Supplied passage
* Begin *

Yesterday, the Question Marks surfaced for me again. I learned that both of the contemporary romance series proposals I had out have been rejected. Perhaps not fatally—as they were both only with one publisher. But rejected nonetheless. And even as an author with (about to be) nine books out and three more under contract, that rejection is enough to turn the one or two Exclamation Points I had from signing a new contract to curl over into Question Marks again. Was it me? Do they not like me? Is it because my books don’t sell enough copies? What’s wrong with me that they don’t want to work with me anymore? Is it because after so few books, I’m already showing that I’m a hack and can’t come up with new/unique/interesting story ideas?

How quickly the “Yay, they like me! They like my stories so much they’re willing to give me money to write them!” turns into the negative self-talk, the self-doubt, the assurance that I’m washed up as a published author instead of someone who is still, very much, at the beginning of my career as a published author—convincing myself that it’s over.

So my goal for the rest of the week is to recognize the Question Marks and whenever one surfaces turn it into an Exclamation Point.

In closing, I’d like to share this quote from Norman Vincent Peale, author of The Power of Positive Thinking and founder of Guideposts:

Formulate and stamp indelibly on your mind a mental picture of yourself as succeeding. Hold this picture tenaciously. Never permit it to fade. Your mind will seek to develop the picture… Do not build up obstacles in your imagination.
~Norman Vincent Peale

What Question Marks are you dealing with in your life (writing, work, family, etc.)? How can you change them into Exclamation Points?

  1. Tuesday, September 20, 2011 8:21 am

    How much time do you have? 😉 Question marks are out there in EVERY aspect of life. I guess for me they’re centered around writing. Will anyone represent me? Will these two new stories garner any interest at ALL? How can anyone like ME when there are so many better writers out there?

    I could go on. But then when I remind myself that GOD is in control, not me, and not anybody else, I begin to turn those question marks into exclamation points.

    What a great post, Kaye. I needed that this morning!


    • Tuesday, September 20, 2011 9:42 pm

      This is actually a revision of a post from two years ago—two months after Stand-In Groom came out. And the original was much more upbeat than this one. I found it going through the media library looking for the image of the typewriter—and I came across the photo of Philippe Petit and re-read the original post. It’s amazing to me how many more Question Marks I have now rather than Exclamation Points from where I was then!


  2. Jennifer permalink
    Tuesday, September 20, 2011 10:13 am

    Kaye, what an inspiration you are to me today! This post couldnt have been more timely for me. I have been paralyzed with those questions for weeks. Choosing to find other things to fill my time with instead of write because of the questions. I was getting quite tired of myself. Your post has helped me to see that the questions are harmful. I will be printing off the questions you turned into exclamations and hanging it up. It’s brilliant. Thank you.

* End *

Collected data entries

* Begin *

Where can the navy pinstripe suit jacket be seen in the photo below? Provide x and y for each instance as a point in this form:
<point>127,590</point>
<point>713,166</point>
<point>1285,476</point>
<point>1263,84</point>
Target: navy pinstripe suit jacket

* End *
* Begin *

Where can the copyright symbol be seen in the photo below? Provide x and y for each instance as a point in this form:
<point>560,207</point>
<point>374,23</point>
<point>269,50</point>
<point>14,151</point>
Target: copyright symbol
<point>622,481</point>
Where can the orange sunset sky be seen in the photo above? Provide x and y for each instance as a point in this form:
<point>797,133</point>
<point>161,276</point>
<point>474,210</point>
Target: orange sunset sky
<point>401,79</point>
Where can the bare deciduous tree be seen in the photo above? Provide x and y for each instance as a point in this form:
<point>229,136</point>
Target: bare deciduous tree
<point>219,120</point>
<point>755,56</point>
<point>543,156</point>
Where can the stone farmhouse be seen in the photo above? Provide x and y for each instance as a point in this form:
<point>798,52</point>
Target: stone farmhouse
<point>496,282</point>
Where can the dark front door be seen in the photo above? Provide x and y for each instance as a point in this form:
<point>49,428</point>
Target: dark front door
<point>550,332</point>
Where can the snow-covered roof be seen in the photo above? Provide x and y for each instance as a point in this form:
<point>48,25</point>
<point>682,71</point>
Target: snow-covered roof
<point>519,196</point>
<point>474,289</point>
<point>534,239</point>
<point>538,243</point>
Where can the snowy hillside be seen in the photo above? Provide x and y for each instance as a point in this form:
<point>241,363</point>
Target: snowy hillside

* End *
* Begin *

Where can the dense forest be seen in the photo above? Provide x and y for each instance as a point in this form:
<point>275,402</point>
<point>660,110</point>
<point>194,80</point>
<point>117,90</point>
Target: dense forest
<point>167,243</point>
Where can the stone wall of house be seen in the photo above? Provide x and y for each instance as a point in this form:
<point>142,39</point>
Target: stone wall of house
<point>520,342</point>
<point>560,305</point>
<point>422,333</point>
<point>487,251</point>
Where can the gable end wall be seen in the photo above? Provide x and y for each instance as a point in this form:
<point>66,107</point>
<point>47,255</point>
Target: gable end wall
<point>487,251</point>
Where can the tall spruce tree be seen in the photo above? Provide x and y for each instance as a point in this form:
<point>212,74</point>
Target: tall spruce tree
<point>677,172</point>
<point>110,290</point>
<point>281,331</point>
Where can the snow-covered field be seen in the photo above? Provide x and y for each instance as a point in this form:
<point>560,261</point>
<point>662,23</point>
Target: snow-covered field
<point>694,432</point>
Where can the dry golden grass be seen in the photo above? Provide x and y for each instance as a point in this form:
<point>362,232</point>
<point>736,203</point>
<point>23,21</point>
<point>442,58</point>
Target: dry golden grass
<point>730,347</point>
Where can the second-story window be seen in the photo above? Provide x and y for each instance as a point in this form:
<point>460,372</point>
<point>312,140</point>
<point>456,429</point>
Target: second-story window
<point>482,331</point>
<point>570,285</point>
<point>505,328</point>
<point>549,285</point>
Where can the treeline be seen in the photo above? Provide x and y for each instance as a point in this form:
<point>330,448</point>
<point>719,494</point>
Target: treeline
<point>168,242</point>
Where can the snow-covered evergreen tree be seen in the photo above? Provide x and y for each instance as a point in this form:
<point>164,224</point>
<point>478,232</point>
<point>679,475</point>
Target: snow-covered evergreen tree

* End *

Request
Write the next part of the blog post and comments about turning Question Marks into Exclamation Points, starting after the last line shown.

Exercise response
    • Tuesday, September 20, 2011 9:43 pm

      I think we need to reserve the questions for when we’re in the revision process—but frame them in such a way that they’re constructive rather than destructive: Is this the best way to word this? Am I getting my point across? Can I make my characters stronger/deeper/more unique? and so on.


  3. Writingmama permalink
    Tuesday, September 20, 2011 10:44 am

    I love this idea. Thanks for sharing.


  4. Carol permalink
    Tuesday, September 20, 2011 11:02 am

    My question mark is around writing. It’s my life long dream, but I remain paralyzed by fear most of the time. So in the spirit of your article: I can do this! I like my story! All I have to do is write-no rules!


  5. Tuesday, September 20, 2011 11:25 am

    So sorry about the rejections, Kaye. I sure hope someone picks ups the series soon. 🙂

    Thanks for your words. I found them very encouraging and motivating–just what I needed.


    • Tuesday, September 20, 2011 9:45 pm

      With the way the publishing paradigm is changing, by the time I’m finished with the new historical series and ready to turn my attention to writing contemporaries again, who knows what my options will be . . . but probably more than what I have even today!


  6. Lyndie Blevins permalink
    Tuesday, September 20, 2011 12:20 pm

    What an encouraging post, Kaye! Thanks


  7. Kav permalink
    Tuesday, September 20, 2011 12:28 pm

    Lately my whole life feels like a question mark! My daily mantra is: Can I get through this day? LOL. I need to create some exclamation mark mantras. My writing has slid into non-exsistent this last month and I have to do something about that. Thanks for the inspiring and thought-provoking debate on question marks vs exclamation points.


    • Tuesday, September 20, 2011 9:48 pm

      My writing—at least, on what I’m supposed to be writing because it’s now under contract—has been non-existent since I finished Turnabout’s Fair Play in mid-May. It’s been nice to have a break from the constant and grinding pressure of deadlines, but I really want to be able to take my time with revisions on the books in this series, not procrastinate myself into having to cram months’ worth of word count into a few weeks just to have something to turn in at deadline.


  8. Tuesday, September 20, 2011 9:14 pm

    Magnificent post, Kaye!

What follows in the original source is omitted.